■ Excerpt provided ■
+ + + + +
[Koha] Investigating Koha: import formats
lucy.r.pearson at googlemail.com
lucy.r.pearson at googlemail.com
Tue Jun 17 21:41:07 NZST 2008
Thanks everyone for your help!
It's true, we really do need some funding. Ideally, a LOT of funding.
I'm not a professional cataloguer (lots of paraprofessional
experience, but in school libraries) and my aim is basically to get
something up and running which we can use in the short-term and which
won't create too many hideous problems for the future. The nature of
our collection means that it will eventually all need to be catalogued
by hand, so I can live with bad MARC records for now - I hope that
it will all be correctly catalogued by a professional one day *misty
eyed*
Anyway, in the meantime it does seem as if MarcEdit is the way forward
for letting me get my records into Koha. I have experimented with
importing my records into the Liblime hosted demo version and they
seem to be coming across well. However, is there a way to mass import
bibliographic records with attached copy records? I'm finding the
documentation a bit difficult to follow (it seems as if most of it is
2.x based, whereas the demo is 3.x - am I looking in the wrong place?)
+ + + + +
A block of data
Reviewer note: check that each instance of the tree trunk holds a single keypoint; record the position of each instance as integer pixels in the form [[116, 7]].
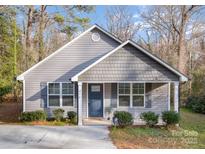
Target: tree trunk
[[40, 33], [183, 57], [28, 34]]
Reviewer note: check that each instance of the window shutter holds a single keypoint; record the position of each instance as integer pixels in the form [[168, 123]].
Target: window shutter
[[148, 95], [43, 87], [114, 95]]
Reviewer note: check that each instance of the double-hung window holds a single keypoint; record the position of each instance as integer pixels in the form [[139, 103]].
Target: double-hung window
[[67, 94], [124, 94], [60, 94], [131, 94], [138, 91], [54, 94]]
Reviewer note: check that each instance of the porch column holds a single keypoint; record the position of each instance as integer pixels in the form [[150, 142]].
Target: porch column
[[176, 96], [80, 104], [169, 96]]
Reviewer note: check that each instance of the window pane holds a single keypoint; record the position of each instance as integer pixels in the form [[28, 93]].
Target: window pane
[[54, 88], [124, 100], [124, 88], [54, 100], [138, 88], [138, 100], [67, 88], [67, 100]]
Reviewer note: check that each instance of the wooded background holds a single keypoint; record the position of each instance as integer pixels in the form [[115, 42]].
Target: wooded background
[[176, 34]]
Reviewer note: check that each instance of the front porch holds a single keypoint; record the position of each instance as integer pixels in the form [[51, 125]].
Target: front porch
[[156, 98]]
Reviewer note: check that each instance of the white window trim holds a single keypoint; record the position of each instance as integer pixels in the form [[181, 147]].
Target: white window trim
[[139, 95], [118, 95], [131, 96], [61, 96]]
+ + + + +
■ Required actions ■
• 1. List every proper name of a software product, record format, or company mentioned in the mailing-list post about Koha import formats.
• 2. Duplicate the lines of the records from the line containing "Reviewer note: check that each instance of the porch" down through the end of the records, including both of those ends.

■ Task answers ■
• 1. Koha, MARC, MarcEdit, Liblime

• 2.
Reviewer note: check that each instance of the porch column holds a single keypoint; record the position of each instance as integer pixels in the form [[150, 142]].
Target: porch column
[[176, 96], [80, 104], [169, 96]]
Reviewer note: check that each instance of the window pane holds a single keypoint; record the position of each instance as integer pixels in the form [[28, 93]].
Target: window pane
[[54, 88], [124, 100], [124, 88], [54, 100], [138, 88], [138, 100], [67, 88], [67, 100]]
Reviewer note: check that each instance of the wooded background holds a single keypoint; record the position of each instance as integer pixels in the form [[115, 42]].
Target: wooded background
[[176, 34]]
Reviewer note: check that each instance of the front porch holds a single keypoint; record the position of each instance as integer pixels in the form [[51, 125]].
Target: front porch
[[156, 98]]
Reviewer note: check that each instance of the white window trim holds a single keypoint; record the position of each instance as integer pixels in the form [[181, 147]].
Target: white window trim
[[139, 95], [118, 95], [131, 96], [61, 96]]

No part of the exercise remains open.